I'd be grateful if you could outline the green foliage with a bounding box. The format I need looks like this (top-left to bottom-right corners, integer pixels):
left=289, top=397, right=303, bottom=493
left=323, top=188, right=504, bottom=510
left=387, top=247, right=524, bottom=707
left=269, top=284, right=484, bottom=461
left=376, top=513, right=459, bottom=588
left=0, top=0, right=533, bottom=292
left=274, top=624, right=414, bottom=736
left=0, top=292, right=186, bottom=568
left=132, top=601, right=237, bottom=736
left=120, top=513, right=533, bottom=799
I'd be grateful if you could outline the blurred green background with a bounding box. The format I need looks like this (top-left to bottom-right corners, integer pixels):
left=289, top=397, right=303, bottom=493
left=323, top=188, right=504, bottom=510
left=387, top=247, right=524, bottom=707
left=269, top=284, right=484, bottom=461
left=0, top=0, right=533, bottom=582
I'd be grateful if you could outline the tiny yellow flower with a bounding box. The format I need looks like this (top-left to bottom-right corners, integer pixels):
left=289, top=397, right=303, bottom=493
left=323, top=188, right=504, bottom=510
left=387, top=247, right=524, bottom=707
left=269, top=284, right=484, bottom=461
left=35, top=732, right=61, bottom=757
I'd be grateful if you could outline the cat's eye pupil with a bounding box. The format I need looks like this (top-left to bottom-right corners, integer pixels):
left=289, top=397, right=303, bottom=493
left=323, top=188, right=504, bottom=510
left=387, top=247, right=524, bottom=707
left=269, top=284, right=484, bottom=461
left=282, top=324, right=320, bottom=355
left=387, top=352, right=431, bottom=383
——
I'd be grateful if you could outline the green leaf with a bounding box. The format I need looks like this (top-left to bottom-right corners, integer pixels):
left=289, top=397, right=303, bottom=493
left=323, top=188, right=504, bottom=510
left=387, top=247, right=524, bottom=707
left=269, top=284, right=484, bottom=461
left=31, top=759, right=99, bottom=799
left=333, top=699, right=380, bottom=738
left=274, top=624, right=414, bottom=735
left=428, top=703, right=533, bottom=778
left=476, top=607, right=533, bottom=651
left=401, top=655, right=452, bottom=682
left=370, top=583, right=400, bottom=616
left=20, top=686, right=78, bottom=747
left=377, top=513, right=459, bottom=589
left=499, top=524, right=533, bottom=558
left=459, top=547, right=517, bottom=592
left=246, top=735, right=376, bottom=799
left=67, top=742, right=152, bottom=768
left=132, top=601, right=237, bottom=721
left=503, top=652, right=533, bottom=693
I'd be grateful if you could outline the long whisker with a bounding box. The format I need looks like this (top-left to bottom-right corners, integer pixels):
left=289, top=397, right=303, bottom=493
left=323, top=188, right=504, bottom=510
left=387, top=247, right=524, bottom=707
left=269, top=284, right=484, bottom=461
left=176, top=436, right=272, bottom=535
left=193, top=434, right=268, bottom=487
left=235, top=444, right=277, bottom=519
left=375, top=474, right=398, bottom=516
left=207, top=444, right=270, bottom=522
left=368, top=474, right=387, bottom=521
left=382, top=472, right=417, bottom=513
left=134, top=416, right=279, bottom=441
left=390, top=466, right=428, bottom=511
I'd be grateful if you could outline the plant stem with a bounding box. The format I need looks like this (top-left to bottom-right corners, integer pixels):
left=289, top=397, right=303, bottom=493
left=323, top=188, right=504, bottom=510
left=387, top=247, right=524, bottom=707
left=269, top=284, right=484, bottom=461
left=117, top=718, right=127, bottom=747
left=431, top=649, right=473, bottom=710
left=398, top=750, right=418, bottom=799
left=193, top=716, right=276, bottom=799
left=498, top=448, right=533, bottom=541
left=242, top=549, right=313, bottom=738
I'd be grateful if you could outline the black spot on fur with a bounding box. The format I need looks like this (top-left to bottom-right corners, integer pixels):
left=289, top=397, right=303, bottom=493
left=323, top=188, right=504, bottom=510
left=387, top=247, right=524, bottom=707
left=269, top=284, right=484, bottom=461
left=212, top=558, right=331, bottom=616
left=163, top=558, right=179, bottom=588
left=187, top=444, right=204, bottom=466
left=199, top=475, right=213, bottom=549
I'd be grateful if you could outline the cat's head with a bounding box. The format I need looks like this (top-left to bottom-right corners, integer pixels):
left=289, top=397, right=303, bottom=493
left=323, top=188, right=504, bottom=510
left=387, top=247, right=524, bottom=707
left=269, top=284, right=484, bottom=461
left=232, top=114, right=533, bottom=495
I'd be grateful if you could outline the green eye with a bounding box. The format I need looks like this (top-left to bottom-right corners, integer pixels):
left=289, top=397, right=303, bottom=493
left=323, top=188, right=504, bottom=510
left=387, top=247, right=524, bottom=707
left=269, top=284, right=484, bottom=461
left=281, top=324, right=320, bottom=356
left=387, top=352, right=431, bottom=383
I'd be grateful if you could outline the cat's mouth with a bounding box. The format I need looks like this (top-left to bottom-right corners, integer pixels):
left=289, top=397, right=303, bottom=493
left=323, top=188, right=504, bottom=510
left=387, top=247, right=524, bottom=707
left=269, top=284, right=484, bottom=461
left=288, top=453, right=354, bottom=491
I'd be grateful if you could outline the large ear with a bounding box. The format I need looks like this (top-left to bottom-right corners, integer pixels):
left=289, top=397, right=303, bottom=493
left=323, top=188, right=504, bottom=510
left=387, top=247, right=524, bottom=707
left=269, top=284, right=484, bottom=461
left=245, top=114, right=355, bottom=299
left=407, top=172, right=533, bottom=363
——
■ **STATED TASK**: Change "bounding box" to "rectangle" in the lines between the one holding "I'd be grateful if you could outline the green foliage" and the one holding "left=120, top=513, right=533, bottom=799", inclusive. Give back only those lines, with everything else left as it is.

■ **OUTPUT OF THE EXERCISE**:
I'd be grateful if you could outline the green foliage with a rectangle. The format I need looks like this (top-left to bottom-right corners, integer pixels):
left=289, top=397, right=303, bottom=493
left=323, top=188, right=504, bottom=510
left=387, top=247, right=524, bottom=707
left=269, top=284, right=484, bottom=461
left=376, top=513, right=459, bottom=588
left=0, top=0, right=533, bottom=292
left=274, top=624, right=414, bottom=736
left=0, top=292, right=186, bottom=568
left=132, top=601, right=237, bottom=736
left=120, top=513, right=533, bottom=799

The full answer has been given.